## GIVEN INSTRUCTION:
Swap "camera-trap tally" for "label count" everywhere it occurs in the records below, and write them out again with nothing else changed.

## RECORD EXTRACTS:
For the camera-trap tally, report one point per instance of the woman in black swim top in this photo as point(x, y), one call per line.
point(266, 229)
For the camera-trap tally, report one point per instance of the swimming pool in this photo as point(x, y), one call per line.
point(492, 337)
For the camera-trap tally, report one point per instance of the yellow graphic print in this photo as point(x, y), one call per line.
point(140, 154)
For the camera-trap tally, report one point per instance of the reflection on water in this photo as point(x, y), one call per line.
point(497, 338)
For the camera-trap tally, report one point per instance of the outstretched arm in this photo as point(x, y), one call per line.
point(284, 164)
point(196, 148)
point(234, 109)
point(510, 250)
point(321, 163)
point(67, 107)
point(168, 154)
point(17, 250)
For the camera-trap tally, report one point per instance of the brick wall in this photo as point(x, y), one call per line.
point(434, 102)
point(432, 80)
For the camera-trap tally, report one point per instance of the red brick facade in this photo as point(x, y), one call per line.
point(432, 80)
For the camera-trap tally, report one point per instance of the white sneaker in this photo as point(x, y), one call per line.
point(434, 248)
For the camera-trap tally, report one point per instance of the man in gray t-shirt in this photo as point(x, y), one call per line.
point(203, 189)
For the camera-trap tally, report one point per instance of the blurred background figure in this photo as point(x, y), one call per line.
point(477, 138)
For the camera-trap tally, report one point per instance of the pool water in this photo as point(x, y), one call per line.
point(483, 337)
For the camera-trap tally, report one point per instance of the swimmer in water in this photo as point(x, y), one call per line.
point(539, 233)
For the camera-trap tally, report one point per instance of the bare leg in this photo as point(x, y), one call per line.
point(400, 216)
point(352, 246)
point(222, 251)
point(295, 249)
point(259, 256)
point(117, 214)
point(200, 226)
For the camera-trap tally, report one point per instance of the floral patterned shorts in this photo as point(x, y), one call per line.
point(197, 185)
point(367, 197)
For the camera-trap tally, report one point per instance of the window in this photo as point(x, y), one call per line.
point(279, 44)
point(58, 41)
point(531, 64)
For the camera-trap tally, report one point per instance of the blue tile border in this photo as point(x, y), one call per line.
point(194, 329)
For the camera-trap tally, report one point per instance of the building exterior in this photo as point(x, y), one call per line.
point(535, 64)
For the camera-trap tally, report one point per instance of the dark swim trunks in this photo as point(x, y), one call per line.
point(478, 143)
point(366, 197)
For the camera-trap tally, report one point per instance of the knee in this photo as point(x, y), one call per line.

## WRITTEN SOLUTION:
For the label count, report one point per instance of the woman in black swim top in this photo as point(x, y), one call per line.
point(266, 229)
For the label count, report one point per instance of the swimming pool in this photo as point(x, y), one call per line.
point(492, 337)
For the label count, report one point per instance of the yellow graphic print in this photo as point(x, y), one call per line.
point(140, 154)
For the label count, report one point per instance of the reflection on water in this photo as point(x, y), one call per line.
point(497, 338)
For the label count, report one point per instance of the outstretched arm in this photo as point(x, y), one call per line.
point(284, 164)
point(196, 148)
point(234, 109)
point(510, 250)
point(321, 163)
point(67, 107)
point(168, 154)
point(17, 250)
For the label count, report one point per instance of the brick wall in this photo as point(x, y), one call per line.
point(434, 102)
point(432, 80)
For the label count, report one point per instance of the red brick facade in this photo as point(x, y), one call per line.
point(432, 80)
For the label count, report one point per instance of the white sneaker in this photo as point(x, y), one call per line.
point(434, 248)
For the label count, report one point per instance of the man in gray t-shirt in this photo as point(x, y), one call per line.
point(203, 189)
For the label count, report one point per instance of the blurred background figure in this photo as point(x, y), one call per line.
point(477, 138)
For the label count, report one point per instance of the pool water in this photo as point(x, y), one call per line.
point(483, 337)
For the label count, report one point per instance of the swimmer in water in this photo as point(x, y), one call per line.
point(539, 233)
For the label count, report one point per instance of the bare leg in this photo as point(x, y), one call per line.
point(400, 216)
point(352, 246)
point(222, 251)
point(295, 249)
point(259, 256)
point(117, 214)
point(200, 226)
For the label count, report one point per instance of the floral patterned shorts in this photo as point(x, y), one call per line.
point(197, 185)
point(367, 197)
For the label count, report one point per instance of the window in this photo as point(x, y), one call per line.
point(279, 44)
point(58, 41)
point(531, 64)
For the label count, report one point per instance of the blue tile border in this photo as point(x, y), one call per line.
point(194, 329)
For the label count, report one point per instance of the building exterior in this photo as point(x, y), one call per line.
point(535, 64)
For the label count, report one point per instance of the dark swim trunks in this photo as point(x, y), one call per line.
point(478, 143)
point(366, 197)
For the label count, report one point per instance of the knee in this photo as point(x, y), one call per line.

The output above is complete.